_What you need to do:_ Rewrite every line of the records below as a JSON array of strings, one string per line, leaving out the blank lines.

_Task inputs:_
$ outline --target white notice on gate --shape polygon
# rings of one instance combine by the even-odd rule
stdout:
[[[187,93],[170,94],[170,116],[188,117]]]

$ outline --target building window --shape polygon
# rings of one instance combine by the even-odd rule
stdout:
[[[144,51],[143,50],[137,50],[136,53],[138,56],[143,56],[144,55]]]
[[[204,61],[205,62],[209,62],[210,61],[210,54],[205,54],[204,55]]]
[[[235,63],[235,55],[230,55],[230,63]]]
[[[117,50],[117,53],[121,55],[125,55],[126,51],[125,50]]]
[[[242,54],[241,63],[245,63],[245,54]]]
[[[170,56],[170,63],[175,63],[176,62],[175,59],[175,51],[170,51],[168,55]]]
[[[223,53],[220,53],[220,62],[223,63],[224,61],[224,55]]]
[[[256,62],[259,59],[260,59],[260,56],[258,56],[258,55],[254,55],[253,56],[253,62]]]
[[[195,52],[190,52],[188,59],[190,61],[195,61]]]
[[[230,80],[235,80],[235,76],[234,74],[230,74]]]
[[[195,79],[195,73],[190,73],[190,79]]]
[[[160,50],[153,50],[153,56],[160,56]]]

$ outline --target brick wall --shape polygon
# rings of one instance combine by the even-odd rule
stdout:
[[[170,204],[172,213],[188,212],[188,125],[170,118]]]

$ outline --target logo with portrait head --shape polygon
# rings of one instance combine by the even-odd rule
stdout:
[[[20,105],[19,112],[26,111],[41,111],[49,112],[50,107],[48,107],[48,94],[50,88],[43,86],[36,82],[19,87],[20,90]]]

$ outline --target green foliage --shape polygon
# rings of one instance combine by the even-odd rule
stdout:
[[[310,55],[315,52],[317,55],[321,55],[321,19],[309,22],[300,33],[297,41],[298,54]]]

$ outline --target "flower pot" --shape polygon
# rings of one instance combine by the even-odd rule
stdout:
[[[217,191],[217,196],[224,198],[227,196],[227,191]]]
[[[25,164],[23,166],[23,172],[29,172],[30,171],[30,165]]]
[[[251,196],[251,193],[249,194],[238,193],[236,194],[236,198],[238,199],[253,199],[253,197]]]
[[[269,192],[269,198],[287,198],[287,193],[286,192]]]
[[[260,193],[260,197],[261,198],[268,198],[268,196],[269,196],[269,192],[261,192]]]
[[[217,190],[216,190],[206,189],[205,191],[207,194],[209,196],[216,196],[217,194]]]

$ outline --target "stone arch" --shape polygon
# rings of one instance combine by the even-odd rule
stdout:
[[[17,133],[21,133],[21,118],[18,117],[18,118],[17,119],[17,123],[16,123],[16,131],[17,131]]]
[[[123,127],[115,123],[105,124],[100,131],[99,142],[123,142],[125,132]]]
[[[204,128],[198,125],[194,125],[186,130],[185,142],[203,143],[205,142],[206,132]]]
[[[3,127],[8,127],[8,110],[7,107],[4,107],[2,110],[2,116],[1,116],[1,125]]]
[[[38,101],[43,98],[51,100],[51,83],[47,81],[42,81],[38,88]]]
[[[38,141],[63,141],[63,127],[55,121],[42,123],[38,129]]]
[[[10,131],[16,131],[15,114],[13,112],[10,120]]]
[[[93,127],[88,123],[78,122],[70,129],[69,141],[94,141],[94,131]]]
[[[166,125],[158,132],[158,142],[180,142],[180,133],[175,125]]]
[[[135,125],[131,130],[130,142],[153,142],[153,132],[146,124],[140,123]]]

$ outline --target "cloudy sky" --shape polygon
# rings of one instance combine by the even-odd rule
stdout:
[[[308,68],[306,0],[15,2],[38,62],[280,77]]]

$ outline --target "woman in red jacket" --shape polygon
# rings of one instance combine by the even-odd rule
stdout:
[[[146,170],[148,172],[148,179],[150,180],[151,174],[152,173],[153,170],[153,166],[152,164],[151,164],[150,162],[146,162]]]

_Output of the task:_
[
  "$ outline --target white notice on gate --shape polygon",
  "# rings of one instance combine by the even-odd rule",
  "stdout:",
  "[[[187,93],[170,94],[170,116],[188,117]]]",
  "$ outline --target building window --shape polygon",
  "# rings of one instance combine by the even-odd rule",
  "stdout:",
  "[[[144,51],[143,50],[137,50],[136,53],[138,56],[143,56],[144,55]]]",
  "[[[204,61],[205,62],[209,62],[210,61],[210,54],[205,54],[204,55]]]",
  "[[[235,63],[235,55],[230,55],[230,63]]]",
  "[[[117,50],[117,53],[121,55],[125,55],[126,51],[125,50]]]",
  "[[[242,54],[241,63],[245,63],[245,54]]]",
  "[[[170,56],[170,63],[175,63],[176,62],[175,59],[175,51],[170,51],[168,55]]]",
  "[[[223,53],[220,53],[220,62],[223,63],[224,61],[224,55]]]",
  "[[[256,62],[259,59],[260,59],[260,56],[258,56],[258,55],[254,55],[253,56],[253,62]]]",
  "[[[195,52],[190,52],[188,59],[190,61],[195,61]]]",
  "[[[230,80],[235,80],[235,76],[234,74],[230,74]]]",
  "[[[195,79],[195,73],[190,73],[190,79]]]",
  "[[[160,50],[153,50],[153,56],[160,56]]]",
  "$ outline --target brick wall --shape polygon",
  "# rings of one instance combine by the even-odd rule",
  "stdout:",
  "[[[170,204],[172,213],[188,212],[188,125],[170,118]]]",
  "$ outline --target logo with portrait head --shape polygon",
  "# rings of one instance combine by the even-odd rule",
  "stdout:",
  "[[[20,105],[19,112],[26,111],[41,111],[49,112],[50,107],[48,107],[48,94],[50,88],[43,86],[36,82],[19,87],[20,90]]]",
  "$ outline --target green foliage --shape polygon",
  "# rings of one instance combine by the even-odd rule",
  "stdout:",
  "[[[310,55],[315,52],[317,55],[321,55],[321,19],[309,22],[300,33],[297,41],[298,54]]]",
  "$ outline --target \"flower pot\" --shape polygon",
  "# rings of one instance combine by the even-odd rule",
  "stdout:",
  "[[[217,191],[217,196],[224,198],[227,196],[227,191]]]",
  "[[[25,164],[23,166],[23,172],[29,172],[30,171],[30,165]]]",
  "[[[251,196],[251,193],[249,194],[238,193],[236,194],[236,198],[238,199],[253,199],[253,197]]]",
  "[[[269,192],[269,198],[287,198],[287,193],[286,192]]]",
  "[[[260,193],[260,197],[261,198],[268,198],[268,196],[269,196],[269,192],[261,192]]]",
  "[[[217,190],[216,190],[206,189],[205,191],[207,194],[209,196],[216,196],[217,194]]]",
  "$ outline --target \"stone arch\" --shape polygon",
  "# rings of one instance combine by the even-odd rule",
  "stdout:",
  "[[[17,133],[21,133],[21,118],[18,117],[18,118],[17,119],[17,123],[16,123],[16,131],[17,131]]]",
  "[[[123,127],[115,123],[105,124],[100,131],[99,142],[123,142],[125,132]]]",
  "[[[204,128],[198,125],[194,125],[186,130],[185,142],[203,143],[205,142],[206,132]]]",
  "[[[3,127],[8,127],[8,110],[7,107],[4,107],[2,110],[2,116],[1,116],[1,125]]]",
  "[[[38,101],[43,98],[51,100],[51,83],[47,81],[42,81],[38,88]]]",
  "[[[38,141],[63,141],[63,127],[55,121],[42,123],[38,129]]]",
  "[[[10,131],[16,131],[15,114],[13,112],[10,120]]]",
  "[[[93,127],[88,123],[78,122],[70,129],[69,141],[94,141],[94,131]]]",
  "[[[166,125],[158,132],[158,142],[180,142],[180,133],[175,125]]]",
  "[[[135,125],[131,130],[130,142],[153,142],[153,132],[146,124],[140,123]]]",
  "$ outline --target \"cloudy sky\" --shape polygon",
  "# rings of one instance combine by the even-odd rule",
  "stdout:",
  "[[[308,68],[306,0],[15,2],[38,62],[280,77]]]",
  "$ outline --target \"woman in red jacket\" --shape polygon",
  "# rings of one instance combine by the even-odd rule",
  "stdout:",
  "[[[146,170],[148,172],[148,179],[150,180],[151,174],[152,173],[153,170],[153,166],[152,164],[151,164],[150,162],[146,162]]]"
]